GIVEN RECORDS:
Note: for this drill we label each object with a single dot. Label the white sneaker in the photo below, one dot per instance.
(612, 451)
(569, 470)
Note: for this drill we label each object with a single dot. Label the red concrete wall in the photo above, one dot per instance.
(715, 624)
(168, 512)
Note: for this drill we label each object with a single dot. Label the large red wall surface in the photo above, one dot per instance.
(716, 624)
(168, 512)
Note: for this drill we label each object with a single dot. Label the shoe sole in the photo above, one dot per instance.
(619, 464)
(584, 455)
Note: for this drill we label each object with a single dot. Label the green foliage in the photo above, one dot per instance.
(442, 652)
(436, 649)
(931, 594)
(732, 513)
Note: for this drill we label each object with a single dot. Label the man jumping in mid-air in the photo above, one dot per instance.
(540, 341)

* * *

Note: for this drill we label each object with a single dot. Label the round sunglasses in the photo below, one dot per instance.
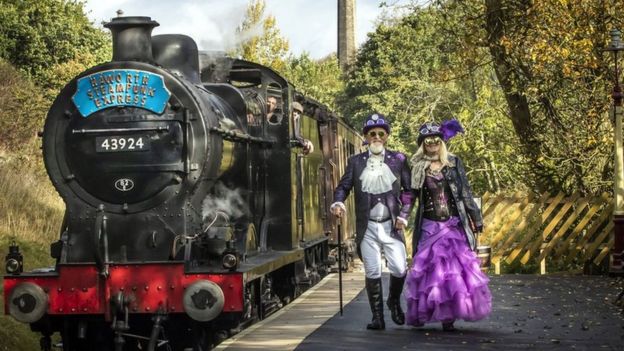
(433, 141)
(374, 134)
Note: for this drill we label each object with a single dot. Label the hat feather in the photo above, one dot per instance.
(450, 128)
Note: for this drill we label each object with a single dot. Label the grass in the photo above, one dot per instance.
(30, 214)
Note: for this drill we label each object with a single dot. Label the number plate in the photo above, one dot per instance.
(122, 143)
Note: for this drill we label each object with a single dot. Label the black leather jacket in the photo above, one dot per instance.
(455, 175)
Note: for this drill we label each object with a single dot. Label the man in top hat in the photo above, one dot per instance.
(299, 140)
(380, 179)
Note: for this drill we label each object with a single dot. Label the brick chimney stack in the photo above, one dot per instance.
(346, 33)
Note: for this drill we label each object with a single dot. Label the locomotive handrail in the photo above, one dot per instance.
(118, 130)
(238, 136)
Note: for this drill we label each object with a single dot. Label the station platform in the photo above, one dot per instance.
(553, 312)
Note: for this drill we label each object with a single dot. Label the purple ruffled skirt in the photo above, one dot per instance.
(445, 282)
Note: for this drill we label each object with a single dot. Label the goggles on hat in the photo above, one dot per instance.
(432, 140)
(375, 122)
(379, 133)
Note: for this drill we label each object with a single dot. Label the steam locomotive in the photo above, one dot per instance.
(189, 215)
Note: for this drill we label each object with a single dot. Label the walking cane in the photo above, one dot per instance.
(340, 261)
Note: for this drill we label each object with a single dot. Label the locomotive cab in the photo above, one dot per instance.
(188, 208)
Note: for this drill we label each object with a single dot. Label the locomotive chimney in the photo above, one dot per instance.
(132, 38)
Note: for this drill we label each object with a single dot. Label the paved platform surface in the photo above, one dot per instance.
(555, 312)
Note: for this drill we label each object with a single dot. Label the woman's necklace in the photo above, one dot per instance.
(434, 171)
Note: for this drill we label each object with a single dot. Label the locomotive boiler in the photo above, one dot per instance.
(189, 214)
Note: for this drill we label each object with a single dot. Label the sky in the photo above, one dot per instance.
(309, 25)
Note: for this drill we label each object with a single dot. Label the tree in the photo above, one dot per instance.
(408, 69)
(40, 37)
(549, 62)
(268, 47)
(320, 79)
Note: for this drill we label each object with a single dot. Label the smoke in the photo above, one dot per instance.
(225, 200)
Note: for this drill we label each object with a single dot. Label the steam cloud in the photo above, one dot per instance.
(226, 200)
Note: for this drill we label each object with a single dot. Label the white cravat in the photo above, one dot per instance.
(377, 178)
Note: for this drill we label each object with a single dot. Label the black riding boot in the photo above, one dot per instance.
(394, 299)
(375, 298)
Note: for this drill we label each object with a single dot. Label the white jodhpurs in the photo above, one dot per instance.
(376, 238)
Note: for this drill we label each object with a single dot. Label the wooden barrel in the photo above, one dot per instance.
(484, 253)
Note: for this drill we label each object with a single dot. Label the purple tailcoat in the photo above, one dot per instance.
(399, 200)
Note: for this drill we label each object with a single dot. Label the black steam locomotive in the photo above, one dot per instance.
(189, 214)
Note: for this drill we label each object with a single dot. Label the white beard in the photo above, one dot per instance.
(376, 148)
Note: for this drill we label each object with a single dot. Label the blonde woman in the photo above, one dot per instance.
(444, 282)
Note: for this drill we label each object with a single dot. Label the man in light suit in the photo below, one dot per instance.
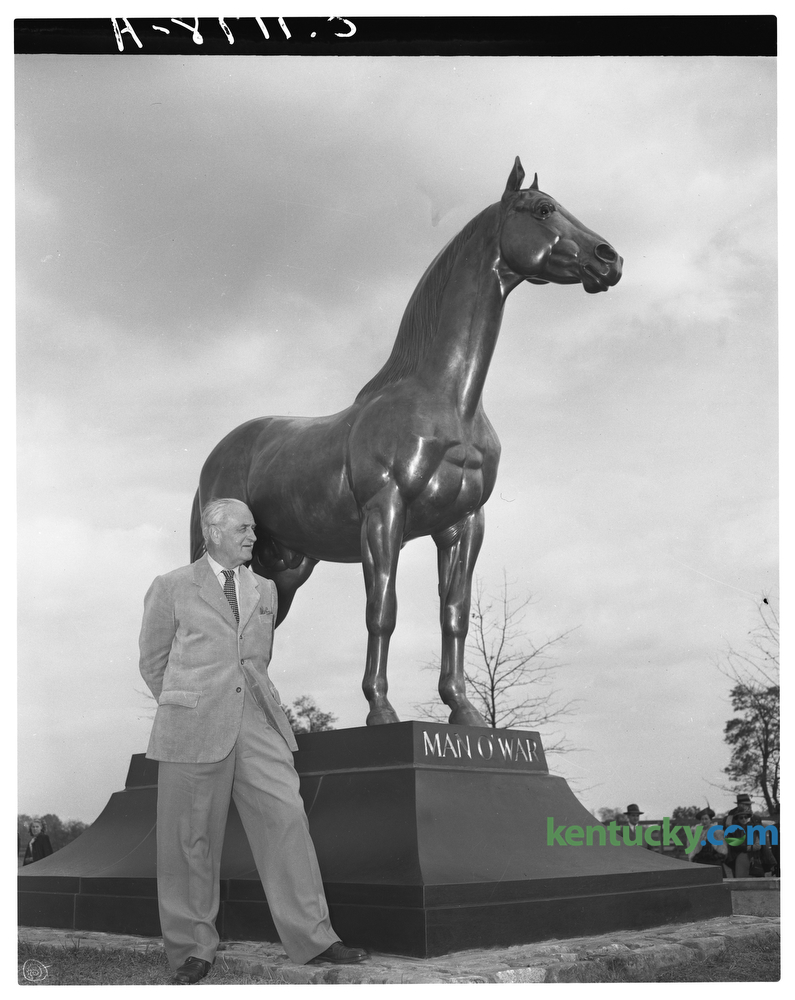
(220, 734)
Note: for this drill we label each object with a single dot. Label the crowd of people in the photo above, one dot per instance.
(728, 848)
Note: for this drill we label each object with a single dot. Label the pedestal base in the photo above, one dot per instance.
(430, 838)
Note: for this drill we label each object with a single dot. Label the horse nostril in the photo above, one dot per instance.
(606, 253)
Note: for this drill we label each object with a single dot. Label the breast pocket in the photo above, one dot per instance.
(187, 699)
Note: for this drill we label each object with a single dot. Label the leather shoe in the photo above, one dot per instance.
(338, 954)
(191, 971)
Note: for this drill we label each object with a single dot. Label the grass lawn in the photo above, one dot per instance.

...

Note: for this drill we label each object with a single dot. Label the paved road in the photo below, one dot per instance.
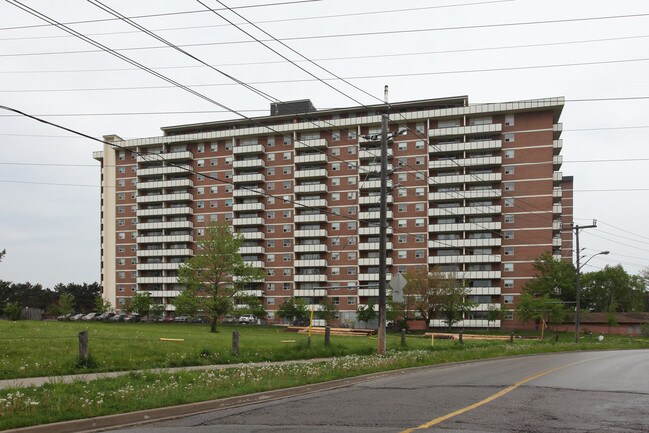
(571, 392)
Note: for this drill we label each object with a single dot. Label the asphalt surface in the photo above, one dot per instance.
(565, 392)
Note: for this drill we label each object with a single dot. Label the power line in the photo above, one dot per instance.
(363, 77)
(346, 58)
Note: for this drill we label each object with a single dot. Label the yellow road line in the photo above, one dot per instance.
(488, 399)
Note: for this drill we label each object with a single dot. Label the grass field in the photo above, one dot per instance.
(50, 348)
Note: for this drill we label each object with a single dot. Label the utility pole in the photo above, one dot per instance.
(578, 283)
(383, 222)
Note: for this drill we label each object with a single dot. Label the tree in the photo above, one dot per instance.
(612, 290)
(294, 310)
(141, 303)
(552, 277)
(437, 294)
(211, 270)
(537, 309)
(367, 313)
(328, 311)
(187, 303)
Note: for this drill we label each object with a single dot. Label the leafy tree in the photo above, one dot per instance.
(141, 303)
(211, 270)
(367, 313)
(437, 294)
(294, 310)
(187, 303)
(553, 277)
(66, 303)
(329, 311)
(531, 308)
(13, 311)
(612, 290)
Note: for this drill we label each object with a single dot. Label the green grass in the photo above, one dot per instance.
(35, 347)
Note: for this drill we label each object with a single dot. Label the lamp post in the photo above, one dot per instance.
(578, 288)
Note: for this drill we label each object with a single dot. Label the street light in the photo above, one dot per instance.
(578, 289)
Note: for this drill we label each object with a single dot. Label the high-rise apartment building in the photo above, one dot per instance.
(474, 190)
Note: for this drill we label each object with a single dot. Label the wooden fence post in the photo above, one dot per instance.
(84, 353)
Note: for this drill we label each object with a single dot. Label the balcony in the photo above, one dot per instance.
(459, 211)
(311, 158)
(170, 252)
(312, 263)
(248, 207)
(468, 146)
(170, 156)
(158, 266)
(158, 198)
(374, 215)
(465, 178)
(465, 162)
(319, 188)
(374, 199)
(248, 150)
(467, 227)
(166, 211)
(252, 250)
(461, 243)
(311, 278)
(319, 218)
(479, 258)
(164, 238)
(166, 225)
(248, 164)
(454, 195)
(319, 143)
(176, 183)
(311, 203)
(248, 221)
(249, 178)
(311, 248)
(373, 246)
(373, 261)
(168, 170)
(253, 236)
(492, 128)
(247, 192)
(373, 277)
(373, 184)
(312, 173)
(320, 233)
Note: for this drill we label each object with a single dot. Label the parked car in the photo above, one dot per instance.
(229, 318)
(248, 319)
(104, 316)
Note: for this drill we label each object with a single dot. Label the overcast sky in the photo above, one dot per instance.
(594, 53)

WHAT YOU WILL DO: Reproduce the data above exactly, but only from the line containing "Label the blonde" through the line containing "the grass lawn"; skip the pictures.

EXERCISE RESULT:
Note: for this drill we label each object with a single dot. Label the blonde woman in the photo above, one dot per instance.
(444, 282)
Note: for this drill we label each object with a single dot. Label the man in light suit in the photo below, one dot per instance.
(220, 734)
Note: for this drill we label each object with a single dot. Label the crowd of people in the photo above, one dot per instance.
(728, 848)
Note: for this drill we label each object with a single dot. Label the pedestal base in the photo above, one dot per instance.
(430, 838)
Note: for this drill we label each object with a single dot. Label the horse nostril in the photo above, one dot per instance.
(606, 253)
Note: for this drill we label each object with a single dot. Label the breast pocket in the photo above, one dot per instance.
(187, 699)
Note: for this drill we label each object with a single dot. Label the leather shoe in the photo above, one dot per instance.
(338, 954)
(191, 971)
Note: for this drill we label each object with a single dot. Label the grass lawn in the photo above, one dot per instance.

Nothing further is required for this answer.